» **掲載文**:
_ _ _ _ _

先週、ドイツベルリンで開催されたMusic Tech Fest、音楽テクノロジーに焦点を当てたアカデミックなリサーチや実験的なデバイスの発表を行なう定期イベントなのですが、そのイベントでの今回の優勝者が見せてくれたものは「デジタルアルゴリズムとスタンドアローンハードウェアを合体させるプラットフォームAxoloti」 というものでした。
Axoloti はAxoloti Patcher というMax /MSPのようなソフトウェアを使ってシンセパラメーターパッチを作り、これをAxoloti Core というマイクロコントロールボードに転送することによってパッチが動作。さらにAxoloti Control というコントロールボードを使うことによってパッチを手で操作することが可能になり、コンピューターなしで、スタンドアローンのハードウェアとして使うことができるようになるものです。

_ _ _ _ _

» **表示データ**:
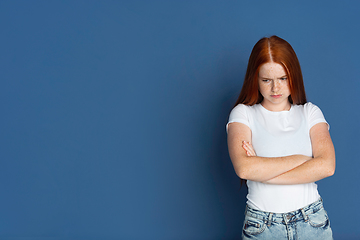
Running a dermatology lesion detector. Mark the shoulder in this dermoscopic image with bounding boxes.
[226,104,257,132]
[230,104,259,118]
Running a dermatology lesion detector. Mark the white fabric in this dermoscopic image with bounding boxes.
[226,103,326,213]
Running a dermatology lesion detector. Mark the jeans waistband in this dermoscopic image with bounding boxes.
[245,198,323,225]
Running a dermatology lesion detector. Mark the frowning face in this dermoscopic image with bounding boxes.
[258,62,291,111]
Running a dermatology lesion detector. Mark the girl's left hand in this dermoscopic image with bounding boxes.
[242,141,256,157]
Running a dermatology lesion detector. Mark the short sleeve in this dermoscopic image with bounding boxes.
[304,102,330,129]
[226,104,250,132]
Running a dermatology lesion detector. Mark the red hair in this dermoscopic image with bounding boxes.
[235,36,307,106]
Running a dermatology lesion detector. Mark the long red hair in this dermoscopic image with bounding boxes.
[235,36,307,106]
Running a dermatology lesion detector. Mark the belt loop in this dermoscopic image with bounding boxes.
[268,213,273,227]
[300,208,308,222]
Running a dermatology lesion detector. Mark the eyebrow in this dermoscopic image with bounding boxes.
[259,75,288,79]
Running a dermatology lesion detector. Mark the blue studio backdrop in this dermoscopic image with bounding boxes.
[0,0,360,240]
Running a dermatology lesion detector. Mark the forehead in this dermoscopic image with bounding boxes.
[259,62,286,77]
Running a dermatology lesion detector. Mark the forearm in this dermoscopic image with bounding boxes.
[263,158,335,185]
[235,155,311,182]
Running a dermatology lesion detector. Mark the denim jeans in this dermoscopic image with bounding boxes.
[242,199,333,240]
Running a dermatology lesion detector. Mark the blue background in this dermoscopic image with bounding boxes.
[0,0,360,240]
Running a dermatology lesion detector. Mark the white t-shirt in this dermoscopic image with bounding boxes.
[226,103,326,213]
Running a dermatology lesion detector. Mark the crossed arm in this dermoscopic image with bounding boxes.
[228,123,335,184]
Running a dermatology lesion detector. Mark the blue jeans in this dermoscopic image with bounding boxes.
[242,199,333,240]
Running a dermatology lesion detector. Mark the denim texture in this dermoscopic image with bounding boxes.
[242,199,333,240]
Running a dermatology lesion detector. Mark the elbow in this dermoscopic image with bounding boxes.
[327,158,335,177]
[235,167,247,179]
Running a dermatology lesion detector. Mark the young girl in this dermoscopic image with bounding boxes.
[227,36,335,240]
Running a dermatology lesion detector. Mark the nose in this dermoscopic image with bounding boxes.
[271,79,280,92]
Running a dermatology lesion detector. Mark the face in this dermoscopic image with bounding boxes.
[259,62,291,111]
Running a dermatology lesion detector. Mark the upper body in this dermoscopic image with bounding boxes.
[227,36,335,213]
[228,103,334,212]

_ _ _ _ _

» **課題内容**: Axolotiを紹介する掲載文を、最後の文の後から書き進めること。

» **回答**:
ちなみにAxoloti Core というサーキットボードはステレオインプット、アウトプット、ヘッドフォン、 MIDI IN/OUT 、microSDカード、mini-USBポートのような端子を備えたデジタルオーディオプロセッサー。Axoloti Control というボードはLCDスクリーン、ナビゲーションボタン、4×エンドレスエンコーダー、4×4プッシュボタンを取り付けることが可能なコントロールプロセッサーです。
簡単に言ってしまえば、自分でデザインしたソフトウェアシンセサイザーをスタンドアローンのハードウェアシンセサイザーとして使うことができるもので、ソフトウェアをハードウェアに読み込ますというアイデアはローランドのAira Ststem-1 の持つPlug-Out 機能と同じようなことと考えて良いでしょう。上の画像で見えるように、簡単な段ボールのなかに二つのボードを詰め込み、ノブなどのコントローラを取り付けることだけで立派なシンセサイザーになってしまうのはとても驚きです。ソフトウェアからハードへの転送時間も、Airaと同様で1分もかからないものです。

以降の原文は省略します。